### Problem description
Filter the material below and copy out every line that contains the word "trousers".
+-------+
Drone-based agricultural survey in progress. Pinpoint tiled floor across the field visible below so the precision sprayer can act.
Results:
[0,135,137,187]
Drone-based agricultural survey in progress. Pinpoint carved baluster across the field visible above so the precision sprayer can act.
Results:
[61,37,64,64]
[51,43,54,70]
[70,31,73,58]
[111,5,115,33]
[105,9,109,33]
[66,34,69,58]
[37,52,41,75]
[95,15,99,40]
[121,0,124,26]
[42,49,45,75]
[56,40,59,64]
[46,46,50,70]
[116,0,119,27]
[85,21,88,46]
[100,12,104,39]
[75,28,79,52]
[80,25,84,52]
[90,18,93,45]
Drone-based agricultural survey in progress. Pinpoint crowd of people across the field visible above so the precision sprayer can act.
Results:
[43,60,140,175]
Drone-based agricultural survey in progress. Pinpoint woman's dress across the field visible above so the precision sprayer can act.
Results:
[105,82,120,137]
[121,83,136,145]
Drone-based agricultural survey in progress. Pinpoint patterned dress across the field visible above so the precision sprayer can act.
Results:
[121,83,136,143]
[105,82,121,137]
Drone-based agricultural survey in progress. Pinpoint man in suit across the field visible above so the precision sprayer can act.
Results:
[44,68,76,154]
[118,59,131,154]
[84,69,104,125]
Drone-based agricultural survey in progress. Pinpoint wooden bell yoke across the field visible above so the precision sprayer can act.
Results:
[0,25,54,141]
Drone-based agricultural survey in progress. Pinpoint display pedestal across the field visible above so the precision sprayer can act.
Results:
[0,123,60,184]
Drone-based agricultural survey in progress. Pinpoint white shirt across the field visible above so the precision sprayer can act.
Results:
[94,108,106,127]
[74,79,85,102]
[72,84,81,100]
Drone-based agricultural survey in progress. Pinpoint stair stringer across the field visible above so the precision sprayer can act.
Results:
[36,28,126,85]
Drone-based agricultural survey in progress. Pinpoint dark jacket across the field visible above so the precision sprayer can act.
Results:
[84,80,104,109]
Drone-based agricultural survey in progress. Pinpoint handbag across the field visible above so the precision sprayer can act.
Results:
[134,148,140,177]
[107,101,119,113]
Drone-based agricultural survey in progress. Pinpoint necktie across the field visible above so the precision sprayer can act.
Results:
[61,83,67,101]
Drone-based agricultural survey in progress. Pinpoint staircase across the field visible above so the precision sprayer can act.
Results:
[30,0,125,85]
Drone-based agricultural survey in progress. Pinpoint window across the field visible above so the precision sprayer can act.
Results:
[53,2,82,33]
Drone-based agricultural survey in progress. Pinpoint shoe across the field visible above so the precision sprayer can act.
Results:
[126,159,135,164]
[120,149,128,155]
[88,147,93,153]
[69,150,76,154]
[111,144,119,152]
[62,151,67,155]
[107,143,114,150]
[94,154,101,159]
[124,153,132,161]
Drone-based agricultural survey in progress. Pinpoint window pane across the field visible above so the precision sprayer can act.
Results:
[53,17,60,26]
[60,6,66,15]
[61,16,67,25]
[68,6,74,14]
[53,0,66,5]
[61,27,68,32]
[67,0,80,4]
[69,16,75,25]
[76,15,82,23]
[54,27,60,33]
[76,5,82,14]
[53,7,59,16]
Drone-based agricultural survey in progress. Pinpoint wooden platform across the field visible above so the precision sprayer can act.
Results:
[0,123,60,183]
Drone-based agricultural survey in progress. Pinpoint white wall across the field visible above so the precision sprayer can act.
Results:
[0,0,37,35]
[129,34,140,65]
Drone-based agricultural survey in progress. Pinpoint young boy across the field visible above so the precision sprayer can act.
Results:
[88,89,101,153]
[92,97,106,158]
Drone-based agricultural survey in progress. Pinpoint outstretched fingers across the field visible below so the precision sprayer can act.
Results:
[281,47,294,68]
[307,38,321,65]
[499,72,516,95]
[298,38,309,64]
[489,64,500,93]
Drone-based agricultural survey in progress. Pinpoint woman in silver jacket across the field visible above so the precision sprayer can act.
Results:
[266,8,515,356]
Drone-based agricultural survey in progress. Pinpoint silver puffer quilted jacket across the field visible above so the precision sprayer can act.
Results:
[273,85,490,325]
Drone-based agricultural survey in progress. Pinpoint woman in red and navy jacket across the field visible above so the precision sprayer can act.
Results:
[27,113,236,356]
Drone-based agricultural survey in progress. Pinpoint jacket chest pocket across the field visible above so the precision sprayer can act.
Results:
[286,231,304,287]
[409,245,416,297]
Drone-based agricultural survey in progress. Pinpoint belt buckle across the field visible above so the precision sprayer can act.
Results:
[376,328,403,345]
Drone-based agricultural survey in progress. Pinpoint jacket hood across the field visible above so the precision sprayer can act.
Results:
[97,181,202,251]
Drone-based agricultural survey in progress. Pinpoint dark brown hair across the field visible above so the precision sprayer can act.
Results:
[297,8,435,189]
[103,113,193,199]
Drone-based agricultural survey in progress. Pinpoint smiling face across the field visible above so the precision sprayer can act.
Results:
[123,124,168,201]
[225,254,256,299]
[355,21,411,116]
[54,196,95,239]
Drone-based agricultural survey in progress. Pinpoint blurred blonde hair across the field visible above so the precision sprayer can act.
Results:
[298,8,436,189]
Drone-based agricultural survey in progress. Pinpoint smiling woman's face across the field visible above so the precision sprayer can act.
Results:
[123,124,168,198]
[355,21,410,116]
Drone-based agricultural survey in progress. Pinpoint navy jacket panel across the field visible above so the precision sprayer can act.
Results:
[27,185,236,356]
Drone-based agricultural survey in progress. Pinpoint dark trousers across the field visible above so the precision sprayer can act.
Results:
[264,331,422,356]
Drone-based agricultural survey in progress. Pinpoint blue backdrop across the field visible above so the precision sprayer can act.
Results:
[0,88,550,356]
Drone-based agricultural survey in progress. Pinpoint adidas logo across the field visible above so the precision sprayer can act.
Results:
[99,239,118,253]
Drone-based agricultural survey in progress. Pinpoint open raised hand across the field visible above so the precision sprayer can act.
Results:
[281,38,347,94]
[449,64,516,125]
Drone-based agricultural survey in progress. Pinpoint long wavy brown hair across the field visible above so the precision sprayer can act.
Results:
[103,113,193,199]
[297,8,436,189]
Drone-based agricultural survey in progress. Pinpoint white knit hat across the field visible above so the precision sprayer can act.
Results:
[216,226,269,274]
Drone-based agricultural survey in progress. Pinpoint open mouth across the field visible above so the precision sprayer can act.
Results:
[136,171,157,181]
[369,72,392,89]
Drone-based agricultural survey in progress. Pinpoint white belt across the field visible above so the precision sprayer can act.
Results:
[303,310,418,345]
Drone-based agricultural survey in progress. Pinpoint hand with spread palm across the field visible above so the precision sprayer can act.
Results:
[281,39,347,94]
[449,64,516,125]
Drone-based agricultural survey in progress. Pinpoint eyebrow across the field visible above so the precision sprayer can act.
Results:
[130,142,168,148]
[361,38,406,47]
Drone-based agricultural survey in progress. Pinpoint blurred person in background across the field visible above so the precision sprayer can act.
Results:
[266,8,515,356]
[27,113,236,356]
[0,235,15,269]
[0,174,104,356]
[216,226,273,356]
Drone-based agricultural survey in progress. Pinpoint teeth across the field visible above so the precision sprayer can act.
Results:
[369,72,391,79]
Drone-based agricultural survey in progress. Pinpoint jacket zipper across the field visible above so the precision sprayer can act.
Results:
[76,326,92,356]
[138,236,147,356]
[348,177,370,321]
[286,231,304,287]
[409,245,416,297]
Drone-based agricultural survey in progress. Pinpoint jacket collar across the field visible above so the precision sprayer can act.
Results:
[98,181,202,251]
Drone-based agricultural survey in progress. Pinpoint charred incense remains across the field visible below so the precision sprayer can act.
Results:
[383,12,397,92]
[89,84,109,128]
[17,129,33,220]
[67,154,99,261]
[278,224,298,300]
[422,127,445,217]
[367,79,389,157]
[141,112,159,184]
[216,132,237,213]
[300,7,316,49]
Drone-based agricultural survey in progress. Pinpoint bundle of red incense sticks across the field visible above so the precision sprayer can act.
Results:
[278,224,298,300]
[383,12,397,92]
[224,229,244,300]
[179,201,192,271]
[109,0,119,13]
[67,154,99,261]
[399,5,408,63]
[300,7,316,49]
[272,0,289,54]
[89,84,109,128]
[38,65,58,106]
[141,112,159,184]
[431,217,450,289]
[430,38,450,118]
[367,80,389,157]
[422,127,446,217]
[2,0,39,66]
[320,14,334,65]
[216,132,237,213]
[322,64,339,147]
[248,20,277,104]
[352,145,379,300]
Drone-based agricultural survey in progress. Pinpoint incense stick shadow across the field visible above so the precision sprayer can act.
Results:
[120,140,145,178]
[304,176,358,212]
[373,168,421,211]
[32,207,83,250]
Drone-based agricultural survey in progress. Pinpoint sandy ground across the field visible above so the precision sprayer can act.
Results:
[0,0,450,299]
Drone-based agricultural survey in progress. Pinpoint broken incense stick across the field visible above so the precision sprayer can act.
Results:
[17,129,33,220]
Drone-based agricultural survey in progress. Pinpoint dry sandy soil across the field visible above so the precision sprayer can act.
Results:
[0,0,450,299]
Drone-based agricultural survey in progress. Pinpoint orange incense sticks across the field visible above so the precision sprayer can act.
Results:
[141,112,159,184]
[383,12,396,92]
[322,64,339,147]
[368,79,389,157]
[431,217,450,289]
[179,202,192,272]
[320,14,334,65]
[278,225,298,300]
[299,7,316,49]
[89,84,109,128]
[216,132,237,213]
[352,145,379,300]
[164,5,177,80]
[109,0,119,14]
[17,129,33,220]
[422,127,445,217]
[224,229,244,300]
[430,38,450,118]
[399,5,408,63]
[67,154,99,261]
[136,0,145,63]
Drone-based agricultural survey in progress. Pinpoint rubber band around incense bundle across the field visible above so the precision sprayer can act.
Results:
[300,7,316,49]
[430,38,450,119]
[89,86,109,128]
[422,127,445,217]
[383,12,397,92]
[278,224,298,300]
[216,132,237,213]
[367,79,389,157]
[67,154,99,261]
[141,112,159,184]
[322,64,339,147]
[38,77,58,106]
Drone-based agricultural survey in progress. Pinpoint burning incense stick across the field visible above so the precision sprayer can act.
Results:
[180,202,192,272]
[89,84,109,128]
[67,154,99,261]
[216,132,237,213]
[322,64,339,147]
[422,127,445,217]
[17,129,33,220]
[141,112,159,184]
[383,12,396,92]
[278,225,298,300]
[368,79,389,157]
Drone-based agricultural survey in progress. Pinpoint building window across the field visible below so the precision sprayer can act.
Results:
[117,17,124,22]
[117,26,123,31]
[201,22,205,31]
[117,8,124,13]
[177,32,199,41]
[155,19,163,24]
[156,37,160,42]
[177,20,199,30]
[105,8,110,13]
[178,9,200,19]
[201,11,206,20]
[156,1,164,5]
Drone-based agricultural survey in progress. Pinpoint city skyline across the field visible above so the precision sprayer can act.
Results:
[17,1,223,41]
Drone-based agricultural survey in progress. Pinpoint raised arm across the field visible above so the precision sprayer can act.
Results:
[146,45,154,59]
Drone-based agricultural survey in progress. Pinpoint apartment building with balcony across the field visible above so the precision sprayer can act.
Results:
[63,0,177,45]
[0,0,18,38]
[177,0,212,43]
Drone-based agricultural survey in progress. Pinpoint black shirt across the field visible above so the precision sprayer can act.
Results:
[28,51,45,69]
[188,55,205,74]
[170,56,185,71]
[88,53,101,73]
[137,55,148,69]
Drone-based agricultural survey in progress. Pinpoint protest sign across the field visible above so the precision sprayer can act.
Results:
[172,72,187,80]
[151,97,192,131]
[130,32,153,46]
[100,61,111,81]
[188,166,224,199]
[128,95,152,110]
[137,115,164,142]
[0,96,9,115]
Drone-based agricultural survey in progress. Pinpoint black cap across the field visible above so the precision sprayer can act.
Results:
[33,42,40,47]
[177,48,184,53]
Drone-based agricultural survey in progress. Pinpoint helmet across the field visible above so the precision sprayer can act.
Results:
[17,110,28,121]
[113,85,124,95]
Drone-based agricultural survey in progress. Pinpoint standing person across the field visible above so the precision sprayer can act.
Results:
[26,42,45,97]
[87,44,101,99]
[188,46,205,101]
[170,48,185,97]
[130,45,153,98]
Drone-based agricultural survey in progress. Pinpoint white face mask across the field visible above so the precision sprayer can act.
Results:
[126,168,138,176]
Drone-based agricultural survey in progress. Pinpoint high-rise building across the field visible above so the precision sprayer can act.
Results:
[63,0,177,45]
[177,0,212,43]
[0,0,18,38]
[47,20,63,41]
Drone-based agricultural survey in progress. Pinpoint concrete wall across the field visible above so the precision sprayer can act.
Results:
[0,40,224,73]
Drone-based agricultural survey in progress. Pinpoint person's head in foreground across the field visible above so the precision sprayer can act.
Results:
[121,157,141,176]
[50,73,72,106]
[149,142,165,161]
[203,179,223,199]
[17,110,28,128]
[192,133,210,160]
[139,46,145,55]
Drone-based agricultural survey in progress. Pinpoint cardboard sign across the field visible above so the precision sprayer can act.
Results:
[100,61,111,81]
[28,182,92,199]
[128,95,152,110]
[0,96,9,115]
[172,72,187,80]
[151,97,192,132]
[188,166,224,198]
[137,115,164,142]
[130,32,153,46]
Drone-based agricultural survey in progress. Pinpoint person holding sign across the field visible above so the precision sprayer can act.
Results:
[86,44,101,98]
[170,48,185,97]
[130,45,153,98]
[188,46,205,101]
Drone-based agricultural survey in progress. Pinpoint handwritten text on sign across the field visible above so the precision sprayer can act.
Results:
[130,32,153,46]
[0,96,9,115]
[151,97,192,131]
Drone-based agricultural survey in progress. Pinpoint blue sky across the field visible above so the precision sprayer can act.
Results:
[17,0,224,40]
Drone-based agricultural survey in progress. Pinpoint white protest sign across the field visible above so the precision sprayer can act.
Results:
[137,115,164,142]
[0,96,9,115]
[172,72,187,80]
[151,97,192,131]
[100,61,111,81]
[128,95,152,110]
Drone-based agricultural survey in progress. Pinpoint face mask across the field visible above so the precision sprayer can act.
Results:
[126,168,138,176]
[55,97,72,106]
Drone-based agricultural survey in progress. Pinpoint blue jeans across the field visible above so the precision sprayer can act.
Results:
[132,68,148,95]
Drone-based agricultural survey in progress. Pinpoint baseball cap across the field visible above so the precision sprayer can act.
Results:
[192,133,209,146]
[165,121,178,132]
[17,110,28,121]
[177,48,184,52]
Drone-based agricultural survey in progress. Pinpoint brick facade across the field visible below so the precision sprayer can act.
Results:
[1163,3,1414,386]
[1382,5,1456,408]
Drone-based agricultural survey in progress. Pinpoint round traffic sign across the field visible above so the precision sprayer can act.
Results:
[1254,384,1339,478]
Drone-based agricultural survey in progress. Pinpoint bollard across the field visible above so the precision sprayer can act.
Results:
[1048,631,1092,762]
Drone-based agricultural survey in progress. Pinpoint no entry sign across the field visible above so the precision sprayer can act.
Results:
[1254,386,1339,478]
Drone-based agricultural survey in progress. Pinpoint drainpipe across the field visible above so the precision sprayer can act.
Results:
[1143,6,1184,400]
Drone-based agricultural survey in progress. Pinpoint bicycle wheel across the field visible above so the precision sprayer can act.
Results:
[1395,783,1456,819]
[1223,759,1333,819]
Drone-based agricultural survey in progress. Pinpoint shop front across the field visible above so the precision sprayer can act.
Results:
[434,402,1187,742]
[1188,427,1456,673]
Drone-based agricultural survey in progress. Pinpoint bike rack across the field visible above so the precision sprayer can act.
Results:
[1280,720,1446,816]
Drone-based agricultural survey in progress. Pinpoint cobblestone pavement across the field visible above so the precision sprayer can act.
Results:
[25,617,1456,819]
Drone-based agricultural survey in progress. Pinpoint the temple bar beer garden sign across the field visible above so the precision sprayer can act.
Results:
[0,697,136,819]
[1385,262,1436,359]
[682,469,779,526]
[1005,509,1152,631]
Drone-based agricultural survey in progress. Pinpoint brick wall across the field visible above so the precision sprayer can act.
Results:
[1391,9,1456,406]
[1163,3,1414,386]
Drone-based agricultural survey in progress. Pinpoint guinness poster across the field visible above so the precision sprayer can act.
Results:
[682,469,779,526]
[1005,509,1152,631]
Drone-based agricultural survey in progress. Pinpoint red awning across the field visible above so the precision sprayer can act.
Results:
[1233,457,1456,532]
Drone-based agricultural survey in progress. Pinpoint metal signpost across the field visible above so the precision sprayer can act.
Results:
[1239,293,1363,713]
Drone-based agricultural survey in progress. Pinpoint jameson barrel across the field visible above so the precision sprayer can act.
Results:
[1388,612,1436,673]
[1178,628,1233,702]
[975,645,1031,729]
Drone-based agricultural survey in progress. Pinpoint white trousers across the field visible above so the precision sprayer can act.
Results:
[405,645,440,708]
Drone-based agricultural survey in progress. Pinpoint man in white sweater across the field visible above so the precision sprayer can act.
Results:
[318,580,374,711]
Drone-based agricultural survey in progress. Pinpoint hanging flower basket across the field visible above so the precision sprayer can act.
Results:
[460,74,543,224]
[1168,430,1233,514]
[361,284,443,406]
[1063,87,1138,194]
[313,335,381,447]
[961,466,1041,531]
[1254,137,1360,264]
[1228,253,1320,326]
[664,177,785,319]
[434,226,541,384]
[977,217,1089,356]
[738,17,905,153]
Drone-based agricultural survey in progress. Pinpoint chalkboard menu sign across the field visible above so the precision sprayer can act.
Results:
+-------+
### Expected answer
Drone-based agricultural survey in progress. Pinpoint dark trousers across the field visible above so the precision sprayer can act.
Drone-based agricultural survey in progress. Pinpoint white trousers across the field visible above so the precision sprayer can act.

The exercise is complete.